Begin

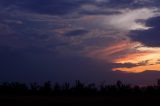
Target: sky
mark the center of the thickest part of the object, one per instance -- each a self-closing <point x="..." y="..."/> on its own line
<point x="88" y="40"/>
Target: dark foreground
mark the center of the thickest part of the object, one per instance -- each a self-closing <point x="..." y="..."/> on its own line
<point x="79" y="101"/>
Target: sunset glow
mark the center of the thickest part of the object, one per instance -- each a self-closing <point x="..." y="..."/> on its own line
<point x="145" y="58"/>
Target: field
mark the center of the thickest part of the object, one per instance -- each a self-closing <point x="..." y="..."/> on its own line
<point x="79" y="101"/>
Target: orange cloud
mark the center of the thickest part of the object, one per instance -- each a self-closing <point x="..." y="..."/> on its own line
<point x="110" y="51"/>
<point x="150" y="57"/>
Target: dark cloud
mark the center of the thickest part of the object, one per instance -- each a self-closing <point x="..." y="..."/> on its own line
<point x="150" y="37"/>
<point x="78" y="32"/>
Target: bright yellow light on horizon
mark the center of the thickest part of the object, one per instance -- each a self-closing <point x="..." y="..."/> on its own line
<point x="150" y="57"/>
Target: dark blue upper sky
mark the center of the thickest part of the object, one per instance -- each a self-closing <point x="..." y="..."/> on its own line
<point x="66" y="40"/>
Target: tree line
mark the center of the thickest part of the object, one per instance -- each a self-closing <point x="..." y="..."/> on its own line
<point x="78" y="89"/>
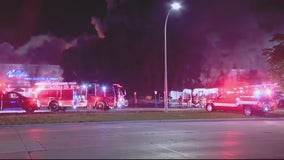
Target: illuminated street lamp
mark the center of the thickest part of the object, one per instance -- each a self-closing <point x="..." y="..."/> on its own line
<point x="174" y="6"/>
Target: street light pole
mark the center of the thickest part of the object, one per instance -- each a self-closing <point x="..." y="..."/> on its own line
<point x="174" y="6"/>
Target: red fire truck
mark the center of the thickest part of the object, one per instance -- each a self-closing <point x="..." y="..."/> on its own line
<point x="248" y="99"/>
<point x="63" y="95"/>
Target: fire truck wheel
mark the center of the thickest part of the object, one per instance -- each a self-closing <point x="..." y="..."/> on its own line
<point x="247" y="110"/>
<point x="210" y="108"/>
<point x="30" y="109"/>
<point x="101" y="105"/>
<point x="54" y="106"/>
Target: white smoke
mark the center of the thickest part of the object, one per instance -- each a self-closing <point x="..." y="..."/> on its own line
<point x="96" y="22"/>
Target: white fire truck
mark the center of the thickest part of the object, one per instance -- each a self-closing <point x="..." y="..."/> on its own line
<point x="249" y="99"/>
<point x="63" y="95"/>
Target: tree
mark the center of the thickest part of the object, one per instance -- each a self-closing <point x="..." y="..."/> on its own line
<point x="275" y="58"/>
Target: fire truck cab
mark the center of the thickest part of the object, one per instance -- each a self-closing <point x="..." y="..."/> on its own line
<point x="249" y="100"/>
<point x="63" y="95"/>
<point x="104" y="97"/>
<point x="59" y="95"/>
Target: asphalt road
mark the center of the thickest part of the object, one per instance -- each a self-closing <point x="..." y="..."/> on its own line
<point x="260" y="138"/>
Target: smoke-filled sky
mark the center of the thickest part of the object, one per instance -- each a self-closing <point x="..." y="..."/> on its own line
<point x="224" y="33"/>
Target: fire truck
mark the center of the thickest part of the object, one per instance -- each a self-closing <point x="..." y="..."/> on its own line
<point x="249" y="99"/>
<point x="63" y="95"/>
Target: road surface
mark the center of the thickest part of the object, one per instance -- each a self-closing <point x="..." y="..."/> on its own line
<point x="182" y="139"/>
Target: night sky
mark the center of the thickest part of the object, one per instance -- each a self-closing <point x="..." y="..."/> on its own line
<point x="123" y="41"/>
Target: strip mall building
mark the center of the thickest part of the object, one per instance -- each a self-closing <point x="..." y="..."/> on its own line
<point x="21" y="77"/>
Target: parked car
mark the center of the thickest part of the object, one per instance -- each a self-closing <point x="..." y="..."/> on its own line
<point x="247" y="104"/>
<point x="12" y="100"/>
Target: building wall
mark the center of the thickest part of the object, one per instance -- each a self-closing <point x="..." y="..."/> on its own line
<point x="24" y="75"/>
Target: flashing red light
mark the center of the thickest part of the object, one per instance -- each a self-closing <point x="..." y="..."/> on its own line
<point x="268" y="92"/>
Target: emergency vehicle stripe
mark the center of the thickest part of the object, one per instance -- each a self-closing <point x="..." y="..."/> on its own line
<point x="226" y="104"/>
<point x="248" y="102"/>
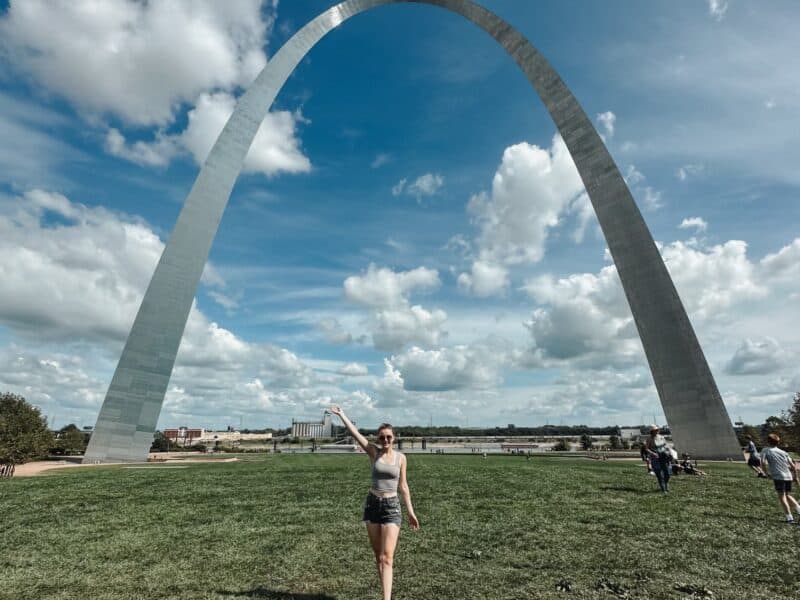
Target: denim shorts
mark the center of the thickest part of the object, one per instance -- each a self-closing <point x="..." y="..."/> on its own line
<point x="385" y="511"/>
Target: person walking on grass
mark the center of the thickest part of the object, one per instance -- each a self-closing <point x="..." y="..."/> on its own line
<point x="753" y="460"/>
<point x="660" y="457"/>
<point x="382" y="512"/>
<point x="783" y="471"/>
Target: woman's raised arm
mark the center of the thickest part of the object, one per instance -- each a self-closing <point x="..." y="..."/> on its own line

End

* _What is asked_: Omit every picture while copying the listing above exactly.

* _Answer to the exercise_:
Target: sky
mark the center of the thickest part of the object, one per instance -- each a self-closing <point x="..." y="..."/> on its own line
<point x="88" y="40"/>
Target: dark foreground
mark the center of the thickest part of the object, one per instance -- each a self-closing <point x="..." y="..."/> on its own line
<point x="79" y="101"/>
Target: sunset glow
mark the center of the thickest part of the object, one per instance -- each a self-closing <point x="..." y="..."/> on its own line
<point x="145" y="58"/>
Target: field
mark the center of the thickest part of the object, one per instance -- each a self-closing <point x="..." y="..."/> on its own line
<point x="79" y="101"/>
Target: orange cloud
mark the center of the thickest part of the object, one per instance -- each a self-closing <point x="..." y="..."/> on its own line
<point x="110" y="51"/>
<point x="150" y="57"/>
Target: dark cloud
mark the center of the thickest part of the object, one per instance -- each a self-closing <point x="..." y="..."/> on its own line
<point x="150" y="37"/>
<point x="78" y="32"/>
Target: bright yellow light on horizon
mark the center of the thickest part of the object, one per instance -- each a self-closing <point x="..." y="..."/> on its own line
<point x="150" y="57"/>
Target: dark blue upper sky
mark the center of the thickest part of the object, one per instance -- each a self-closing <point x="..." y="..."/> on its own line
<point x="66" y="40"/>
Target: tree line
mark the center of the thickest part of the object, one per instance -- each a self-closing <point x="..." y="..."/> on its own line
<point x="78" y="89"/>
Target: illuminated street lamp
mark the center of the thickest part of the object, one per instance -- each a self-closing <point x="..." y="..."/> on its own line
<point x="174" y="6"/>
Target: street light pole
mark the center of the thickest part of the object, one per instance -- each a self-closing <point x="..." y="..."/> on its own line
<point x="174" y="6"/>
Target: red fire truck
mark the center of the thickest part of the object, one per instance -- each a self-closing <point x="..." y="..."/> on its own line
<point x="248" y="99"/>
<point x="63" y="95"/>
Target: fire truck wheel
mark the center of the thickest part of the object, one per instance -- each a self-closing <point x="..." y="..."/> on its own line
<point x="247" y="110"/>
<point x="210" y="108"/>
<point x="30" y="109"/>
<point x="101" y="105"/>
<point x="54" y="106"/>
Target: white smoke
mark the center of the thickest part of the object, one per instance -- each a self-closing <point x="..." y="..."/> on its own line
<point x="96" y="22"/>
Target: white fire truck
mark the center of the thickest part of the object, one per instance -- each a self-closing <point x="..." y="..."/> on its own line
<point x="249" y="99"/>
<point x="63" y="95"/>
Target: tree
mark the center of the thickest part of the object, one per instance -- each a self-closing <point x="..." y="..."/> on its own line
<point x="275" y="58"/>
Target: fire truck cab
mark the center of the thickest part of the object, one per instance -- each a self-closing <point x="..." y="..."/> on its own line
<point x="249" y="100"/>
<point x="63" y="95"/>
<point x="104" y="97"/>
<point x="59" y="95"/>
Target: asphalt road
mark the center of the thickest part of the object, one per instance -- each a self-closing <point x="..." y="..."/> on its own line
<point x="260" y="138"/>
Target: smoke-filled sky
mark the center of the thickest part of the object, one per instance -- each a self-closing <point x="..." y="..."/> on its own line
<point x="224" y="33"/>
Target: fire truck
mark the center of the thickest part of the object, one per instance -- each a self-closing <point x="..." y="..."/> on its own line
<point x="249" y="99"/>
<point x="63" y="95"/>
Target: road surface
mark the center of the thickest part of the object, one per instance -- each a self-closing <point x="..." y="..."/> on its own line
<point x="182" y="139"/>
Target: night sky
mark the center of the thickest part of the object, one per instance -- each a self-closing <point x="..." y="..."/> on its own line
<point x="123" y="41"/>
Target: strip mall building
mark the center of the thickest part of the object, one per instance -- each a self-closing <point x="..." y="..."/> on its own line
<point x="21" y="77"/>
Target: parked car
mark the center of the thickest part of the object, one per instance -- each a self-closing <point x="..." y="..."/> on its own line
<point x="247" y="104"/>
<point x="12" y="100"/>
Target: building wall
mark the center of the thickest part of the object, one per instance -- each a self-closing <point x="..." y="..."/> on its own line
<point x="24" y="75"/>
Target: flashing red light
mark the center of the thickest part of the object, one per instance -- each a self-closing <point x="..." y="..."/> on its own line
<point x="268" y="92"/>
Target: emergency vehicle stripe
mark the center of the thickest part of the object, one per instance -- each a self-closing <point x="..." y="..."/> on its own line
<point x="226" y="104"/>
<point x="248" y="102"/>
Target: denim shorts
mark the center of the thickest part of the object, one per instance -- each a self-closing <point x="..." y="..."/> on its own line
<point x="385" y="511"/>
Target: person walking on grass
mark the center of the thickest part of the object, one per instance -- each a self-closing <point x="..." y="..."/> on its own line
<point x="753" y="460"/>
<point x="660" y="457"/>
<point x="382" y="512"/>
<point x="783" y="471"/>
Target: woman's raised arm
mark the center of the thickest part of the object, one per instance -- each a self-closing <point x="..." y="..."/> on its own line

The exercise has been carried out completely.